> [Задание 1]
Пожалуйста, верните без изменений каждую строку записей, содержащую строку «plastic». Регистр букв учитывается.
□ □ □ □ □
Только одна бессознательная деятельность приносит плоды, и человек, играющий роль в историческом событии, никогда не понимает его значения. Ежели он пытается понять его, он поражается бесплодностью»3. Пытаться «понять» что– либо посредством рассудка значит обречь себя на провал. Пьер Безухов бродит, «потерянный», по Бородинскому полю, ища хоть чего-нибудь, напоминающего расхожие представления о битве – о войне, какой изображают ее историки либо живописцы. А видит лишь ничем особым не примечательную сумятицу и смятение – отдельных человеческих существ, лихорадочно и наобум заботящихся о людских своих нуждах. Но это, по крайней мере, нечто определенное, не искажаемое теориями и абстракциями; оттого Пьер и ближе к истине, подлежащей ходу событий – насколько вообще способен ее уразуметь человек, – нежели те, кто полагает, будто история движется в согласии с неким перечнем постигаемых законов и правил. Пьер видит лишь череду случайных несчастий – причины и последствия коих, как правило, скрыты от людей и непредсказуемы: череду не связанных друг с другом происшествий, образующих очаги, что становятся переменчивыми узорами, лишенными всякого сколько-нибудь различимого порядка. И заявлять, будто сумел обнаружить узоры, поддающиеся анализу и укладывающиеся в «научные формулы» – значит лгать.

Наиязвительнейшие насмешки Толстого и самая едкая его ирония достаются мнящим себя и выступающим «официальными специалистами» по делам человеческим: западным военным теоретикам, генералам Пфулю, Беннигсену и Пау– лучи, дружно мелющим вздор на Дрисском военном совете: одни – поддерживая, другие – отвергая предлагаемую стратегию или тактику; эти вояки – самозванцы и плуты, ибо нет и не будет на свете никакой теории, объемлющей беспредельное разнообразие вероятного людского поведения, бесконечное множество крохотных, неощутимых причин и следствий, порождающих взаимную связь и взаимодействие людей и природы – то, что история тщится запечатлеть. Все, кто притворяются, будто способны это необъятное множество обрамить «научными» законами, – либо отъявленные шарлатаны, либо слепые поводыри слепцов. Наисуровейший приговор, соответственно, припасен для теоретика-гроссмейстера: великого Наполеона, который и сам верит, и других завораживает своей верой в то, что он, Наполеон, постигает происходящее, и управляет им – благодаря сверхчеловеческому разумению, или вспышкам наития, или иным образом отыскивая правильные ответы на вопросы, задаваемые историей. Чем громче такие заявления, тем бесстыднее ложь, а стало быть, Наполеон – самое жалкое и презренное изо всех действующих лиц великой трагедии.
□ □ □ □ □
> [Задание 2]
Продолжите текст о взгляде Толстого на историю, начав сразу после его последнего предложения.

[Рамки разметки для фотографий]
□ □ □ □ □
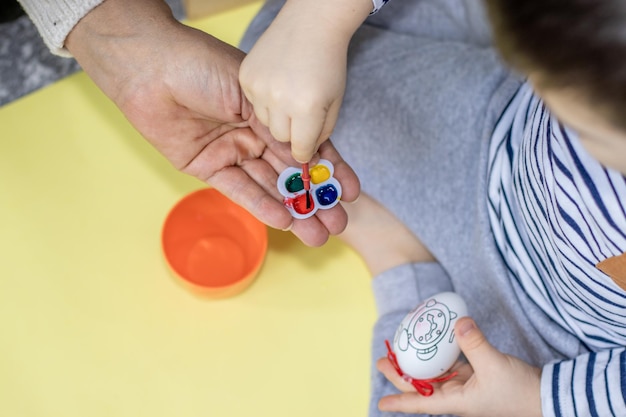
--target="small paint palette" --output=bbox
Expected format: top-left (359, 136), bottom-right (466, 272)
top-left (276, 159), bottom-right (341, 219)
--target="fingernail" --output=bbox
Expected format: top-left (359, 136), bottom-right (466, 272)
top-left (457, 319), bottom-right (476, 337)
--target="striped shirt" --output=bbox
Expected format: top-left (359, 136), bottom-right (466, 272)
top-left (488, 84), bottom-right (626, 416)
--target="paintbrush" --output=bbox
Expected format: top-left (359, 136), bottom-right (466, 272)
top-left (302, 162), bottom-right (311, 210)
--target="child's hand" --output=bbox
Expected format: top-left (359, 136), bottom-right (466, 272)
top-left (377, 317), bottom-right (542, 417)
top-left (239, 0), bottom-right (372, 162)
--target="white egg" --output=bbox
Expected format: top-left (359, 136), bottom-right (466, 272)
top-left (393, 292), bottom-right (467, 379)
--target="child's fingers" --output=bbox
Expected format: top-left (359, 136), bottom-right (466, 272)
top-left (268, 111), bottom-right (291, 142)
top-left (454, 317), bottom-right (503, 376)
top-left (291, 108), bottom-right (327, 162)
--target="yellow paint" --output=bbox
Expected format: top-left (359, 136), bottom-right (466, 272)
top-left (0, 3), bottom-right (375, 417)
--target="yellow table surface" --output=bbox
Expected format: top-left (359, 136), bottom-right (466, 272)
top-left (0, 4), bottom-right (375, 417)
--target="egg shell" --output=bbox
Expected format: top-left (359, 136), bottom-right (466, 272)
top-left (393, 292), bottom-right (467, 379)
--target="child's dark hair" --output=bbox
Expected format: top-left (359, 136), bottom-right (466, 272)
top-left (487, 0), bottom-right (626, 129)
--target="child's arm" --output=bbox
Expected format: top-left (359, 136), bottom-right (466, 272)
top-left (239, 0), bottom-right (373, 162)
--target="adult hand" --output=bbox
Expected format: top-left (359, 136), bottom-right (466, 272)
top-left (377, 317), bottom-right (542, 417)
top-left (66, 0), bottom-right (359, 246)
top-left (239, 0), bottom-right (372, 162)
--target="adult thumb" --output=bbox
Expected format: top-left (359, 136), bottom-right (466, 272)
top-left (454, 317), bottom-right (500, 373)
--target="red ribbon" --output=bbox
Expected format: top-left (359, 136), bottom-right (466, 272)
top-left (385, 340), bottom-right (458, 397)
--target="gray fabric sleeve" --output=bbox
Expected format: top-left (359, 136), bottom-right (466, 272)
top-left (19, 0), bottom-right (104, 57)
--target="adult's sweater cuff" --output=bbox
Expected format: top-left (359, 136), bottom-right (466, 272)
top-left (19, 0), bottom-right (104, 57)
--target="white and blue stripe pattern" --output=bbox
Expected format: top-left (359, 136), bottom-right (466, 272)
top-left (489, 84), bottom-right (626, 416)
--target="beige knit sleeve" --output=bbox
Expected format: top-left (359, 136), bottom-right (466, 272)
top-left (18, 0), bottom-right (104, 57)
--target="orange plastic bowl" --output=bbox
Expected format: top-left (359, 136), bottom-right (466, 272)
top-left (161, 188), bottom-right (267, 298)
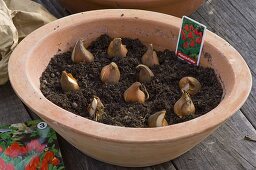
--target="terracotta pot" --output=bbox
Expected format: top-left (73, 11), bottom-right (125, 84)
top-left (9, 10), bottom-right (252, 167)
top-left (58, 0), bottom-right (204, 17)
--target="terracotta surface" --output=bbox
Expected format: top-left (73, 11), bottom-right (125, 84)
top-left (58, 0), bottom-right (204, 17)
top-left (9, 10), bottom-right (252, 167)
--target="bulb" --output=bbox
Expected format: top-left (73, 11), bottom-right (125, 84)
top-left (174, 92), bottom-right (195, 118)
top-left (60, 71), bottom-right (80, 92)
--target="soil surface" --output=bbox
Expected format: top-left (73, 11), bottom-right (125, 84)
top-left (40, 35), bottom-right (223, 127)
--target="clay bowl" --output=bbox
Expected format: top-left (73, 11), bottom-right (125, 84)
top-left (58, 0), bottom-right (204, 17)
top-left (9, 10), bottom-right (252, 167)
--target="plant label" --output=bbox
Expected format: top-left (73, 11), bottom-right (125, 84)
top-left (176, 16), bottom-right (206, 65)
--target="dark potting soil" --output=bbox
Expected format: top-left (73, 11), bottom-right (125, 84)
top-left (40, 35), bottom-right (223, 127)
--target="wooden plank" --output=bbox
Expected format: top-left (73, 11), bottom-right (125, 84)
top-left (173, 111), bottom-right (256, 170)
top-left (0, 83), bottom-right (30, 125)
top-left (191, 0), bottom-right (256, 128)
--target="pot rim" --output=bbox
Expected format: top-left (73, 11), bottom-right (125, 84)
top-left (8, 9), bottom-right (252, 143)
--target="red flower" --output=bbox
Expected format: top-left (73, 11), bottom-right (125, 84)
top-left (196, 38), bottom-right (202, 44)
top-left (26, 139), bottom-right (46, 152)
top-left (52, 157), bottom-right (60, 166)
top-left (5, 163), bottom-right (15, 170)
top-left (189, 25), bottom-right (194, 31)
top-left (44, 151), bottom-right (54, 162)
top-left (194, 29), bottom-right (199, 36)
top-left (5, 142), bottom-right (27, 158)
top-left (188, 32), bottom-right (194, 39)
top-left (0, 158), bottom-right (14, 170)
top-left (184, 24), bottom-right (189, 31)
top-left (198, 32), bottom-right (203, 37)
top-left (189, 40), bottom-right (195, 47)
top-left (25, 156), bottom-right (40, 170)
top-left (40, 162), bottom-right (48, 170)
top-left (183, 41), bottom-right (188, 48)
top-left (181, 30), bottom-right (186, 40)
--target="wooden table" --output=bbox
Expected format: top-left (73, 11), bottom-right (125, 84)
top-left (0, 0), bottom-right (256, 170)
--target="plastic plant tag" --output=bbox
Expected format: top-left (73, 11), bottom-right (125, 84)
top-left (0, 120), bottom-right (65, 170)
top-left (176, 16), bottom-right (206, 65)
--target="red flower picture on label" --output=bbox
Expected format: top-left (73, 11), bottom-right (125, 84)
top-left (181, 30), bottom-right (186, 40)
top-left (189, 25), bottom-right (194, 31)
top-left (25, 156), bottom-right (40, 170)
top-left (196, 37), bottom-right (202, 44)
top-left (0, 158), bottom-right (14, 170)
top-left (26, 139), bottom-right (46, 152)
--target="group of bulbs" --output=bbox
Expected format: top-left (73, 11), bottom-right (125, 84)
top-left (60, 38), bottom-right (201, 127)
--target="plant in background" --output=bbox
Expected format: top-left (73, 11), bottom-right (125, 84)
top-left (178, 17), bottom-right (204, 61)
top-left (0, 121), bottom-right (64, 170)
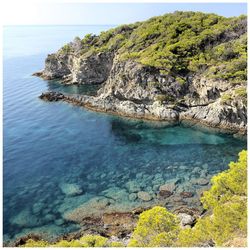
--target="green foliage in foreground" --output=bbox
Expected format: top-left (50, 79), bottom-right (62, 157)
top-left (129, 207), bottom-right (180, 247)
top-left (178, 150), bottom-right (247, 247)
top-left (21, 150), bottom-right (247, 247)
top-left (21, 235), bottom-right (123, 247)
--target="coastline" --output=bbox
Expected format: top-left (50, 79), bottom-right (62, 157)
top-left (39, 92), bottom-right (247, 140)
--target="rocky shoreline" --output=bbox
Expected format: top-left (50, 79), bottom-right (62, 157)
top-left (39, 91), bottom-right (247, 138)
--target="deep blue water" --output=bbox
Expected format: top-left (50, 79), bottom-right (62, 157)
top-left (3, 26), bottom-right (246, 241)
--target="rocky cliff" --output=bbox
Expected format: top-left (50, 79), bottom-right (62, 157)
top-left (34, 12), bottom-right (247, 134)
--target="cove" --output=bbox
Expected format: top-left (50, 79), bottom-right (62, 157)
top-left (3, 25), bottom-right (246, 242)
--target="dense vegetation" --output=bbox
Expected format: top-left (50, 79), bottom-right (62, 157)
top-left (21, 150), bottom-right (247, 247)
top-left (62, 11), bottom-right (247, 84)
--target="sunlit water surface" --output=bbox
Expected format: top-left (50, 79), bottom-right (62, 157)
top-left (3, 26), bottom-right (246, 241)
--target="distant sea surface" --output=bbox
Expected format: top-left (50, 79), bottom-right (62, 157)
top-left (3, 26), bottom-right (246, 242)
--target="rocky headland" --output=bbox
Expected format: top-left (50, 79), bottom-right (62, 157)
top-left (34, 12), bottom-right (247, 134)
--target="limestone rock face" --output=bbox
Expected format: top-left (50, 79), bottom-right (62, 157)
top-left (34, 18), bottom-right (247, 136)
top-left (40, 51), bottom-right (113, 84)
□ □ □ □ □
> [Письменный ответ 1]
--target="orange plastic bowl" --output=bbox
--target="plastic plant tag" --output=bbox

> [Письменный ответ 2]
Именно тут и кроется великое заблуждение, разоблачать которое берется Толстой: нельзя считать, будто личность способна собственными силами и попечением понимать события и направлять их в нужное русло. Считающие так чудовищно ошибаются. И ведь бок-о-бок с этими площадными лицедеями, пошлыми и пустыми людьми – наполовину поверившими самообману, а наполовину сознающими свое шарлатанство, говорящими и пишущими отчаянно и бесцельно, дабы соблюдать приличия и держаться поодаль от угрюмых истин, – совсем рядом с этой расписной ширмой, скрывающей зрелище людской немочи, никчемности и слепоты, простирается настоящий мир и струится поток жизни, видимый и внятный тем, кто не чужд мелочам вседневного существования. Когда Толстой противопоставляет эту «живую жизнь» – истинный, обыденный опыт отдельных личностей – панорамному виду, предлагаемому фокусниками от истории, Толстой прекрасно понимает, где здесь настоящее бытие, а где крепко – временами даже изящно – сколоченные, да неизменно плоские театральные декорации.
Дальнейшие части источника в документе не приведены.